___ EXTRAIT DU TEXTE

Outre l'importance de la non-violence et de la religion, les Communautés de
l'Arche mettent en avant l'importance de la famille comme cellule de base
communautaire. Cela ne signifie pas qu'il n'y a pas de célibataires... mais la
vie communautaire pousse à la formation des couples. Concrètement, à
Bonnecombe, le soir, les familles mangent chez elles alors que les célibataires
mangent ensemble... pour mieux se connaître et partager. Il peut en sortir,
bien sûr de nouveaux couples pour qui bien souvent la vie communautaire n'aura
été qu'une étape. La particularité de la famille dans l'Arche c'est la
famille ouverte. Elle est à l'opposé de la famille-forteresse en état de
défense contre les autres et construite sur un modèle autoritaire. "C'est
un lieu où les enfants doivent pouvoir être heureux, dire ce qu'ils pensent,
apprendre à désobéir à des ordres injustes venant même de ses parents. Les
enfants vont beaucoup chez les uns et les autres. Ils s'invitant à manger, à
dormir. Certains trouvent dans une famille ce que leur propre famille ne leur
donne pas. Ils ont aussi leur vie à eux, faisant leurs expériences, comme les
enfants des villages de campagne. Si la communauté est un paradis, c'est
surtout pour eux".
Les besoins des familles reconnues comme des unités naturelles de vie marquent
la vie communautaire et un célibataire peut trouver plus difficile de
s'intégrer dans une telle forme de communauté.
Enfin, dans le fonctionnement au quotidien, il existe un équilibre mis en place
entre les activités familiales et les activités communautaires : la famille ne
doit pas se dissoudre dans la communauté. Les enfants sont d'abord sous la
responsabilité de leurs parents et non sous la coupe du groupe.
Les communautés de l'Arche cherchent à favoriser l'artisanat. Il s'agit non
seulement d'être autonome par rapport à la société, mais aussi de fabriquer
des objets beaux, ayant une valeur sentimentale qui donne à leur créateur un
sens à leur travail. Alors que la société de consommation occidentale, par le
développement des usines, multiplie les objets uniformes et laids, déshumanise
le travail, Lanza del Vasto, après Gandhi, avait constaté que dans les pays du
tiers-monde, l'artisanat permet de concevoir le travail comme une fête. Cette
idée sera largement reprise dans la manière de travailler des Communautés.

______

▶ TRAVAIL À FAIRE
A - Veuillez recopier mot pour mot le passage de l'extrait sur les Communautés de l'Arche qui commence par « Enfin, dans le » et se poursuit jusqu'à « coupe du groupe. ».
B - D'après l'extrait sur les Communautés de l'Arche, que font les célibataires de Bonnecombe le soir, au moment du repas ?
Les items ne sont d'aucune utilité pour ce travail.

___ DONNÉES FOURNIES

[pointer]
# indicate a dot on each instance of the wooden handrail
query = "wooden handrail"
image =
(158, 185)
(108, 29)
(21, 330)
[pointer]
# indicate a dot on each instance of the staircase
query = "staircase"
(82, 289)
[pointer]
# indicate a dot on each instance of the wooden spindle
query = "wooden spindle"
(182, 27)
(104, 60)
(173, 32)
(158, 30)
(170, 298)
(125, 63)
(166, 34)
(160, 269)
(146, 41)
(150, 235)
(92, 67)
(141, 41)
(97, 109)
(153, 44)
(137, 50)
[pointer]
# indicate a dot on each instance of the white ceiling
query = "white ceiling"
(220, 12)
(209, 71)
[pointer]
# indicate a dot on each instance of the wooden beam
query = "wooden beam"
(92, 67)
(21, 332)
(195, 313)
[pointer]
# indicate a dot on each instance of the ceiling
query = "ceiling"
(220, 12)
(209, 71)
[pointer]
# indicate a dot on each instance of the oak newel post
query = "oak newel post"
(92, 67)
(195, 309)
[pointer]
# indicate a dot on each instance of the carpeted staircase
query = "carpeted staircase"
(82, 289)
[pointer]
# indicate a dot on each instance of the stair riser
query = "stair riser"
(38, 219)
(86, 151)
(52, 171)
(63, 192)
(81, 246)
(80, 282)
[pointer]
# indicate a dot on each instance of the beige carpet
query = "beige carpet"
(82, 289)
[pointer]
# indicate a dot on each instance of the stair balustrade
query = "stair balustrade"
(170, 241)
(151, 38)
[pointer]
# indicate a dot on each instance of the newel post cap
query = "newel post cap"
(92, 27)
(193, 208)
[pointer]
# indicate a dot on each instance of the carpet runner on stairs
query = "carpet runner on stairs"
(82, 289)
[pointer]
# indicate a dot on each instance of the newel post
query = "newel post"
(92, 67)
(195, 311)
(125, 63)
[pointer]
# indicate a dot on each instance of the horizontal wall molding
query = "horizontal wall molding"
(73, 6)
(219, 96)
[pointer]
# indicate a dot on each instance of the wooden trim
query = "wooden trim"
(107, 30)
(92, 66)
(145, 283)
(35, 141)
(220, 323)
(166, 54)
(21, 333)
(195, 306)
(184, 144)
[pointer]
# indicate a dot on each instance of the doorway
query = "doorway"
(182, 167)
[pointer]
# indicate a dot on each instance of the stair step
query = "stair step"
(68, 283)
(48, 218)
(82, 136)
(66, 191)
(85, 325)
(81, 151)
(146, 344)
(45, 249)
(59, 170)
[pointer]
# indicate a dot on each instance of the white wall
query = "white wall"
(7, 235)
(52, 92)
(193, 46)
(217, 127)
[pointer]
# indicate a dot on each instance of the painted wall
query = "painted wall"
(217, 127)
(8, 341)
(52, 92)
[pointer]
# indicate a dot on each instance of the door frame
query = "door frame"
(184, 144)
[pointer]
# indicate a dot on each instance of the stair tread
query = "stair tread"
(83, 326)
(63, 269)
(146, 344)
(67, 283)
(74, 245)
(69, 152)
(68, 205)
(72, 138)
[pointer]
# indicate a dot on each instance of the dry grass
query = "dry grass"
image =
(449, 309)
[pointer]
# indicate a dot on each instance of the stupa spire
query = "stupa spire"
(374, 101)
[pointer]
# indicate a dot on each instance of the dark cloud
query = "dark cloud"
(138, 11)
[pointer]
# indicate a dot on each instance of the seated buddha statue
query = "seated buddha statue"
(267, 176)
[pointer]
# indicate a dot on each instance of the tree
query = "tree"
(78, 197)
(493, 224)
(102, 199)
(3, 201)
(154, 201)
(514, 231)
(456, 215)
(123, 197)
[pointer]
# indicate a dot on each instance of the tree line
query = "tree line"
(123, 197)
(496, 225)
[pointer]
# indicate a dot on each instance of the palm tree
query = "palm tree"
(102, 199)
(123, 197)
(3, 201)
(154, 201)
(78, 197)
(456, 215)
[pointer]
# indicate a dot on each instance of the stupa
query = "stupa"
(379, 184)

______

▶ RÉPONSES PAR TÂCHE
A -
Enfin, dans le fonctionnement au quotidien, il existe un équilibre mis en place
entre les activités familiales et les activités communautaires : la famille ne
doit pas se dissoudre dans la communauté. Les enfants sont d'abord sous la
responsabilité de leurs parents et non sous la coupe du groupe.

B - Ils mangent ensemble, alors que les familles mangent chez elles.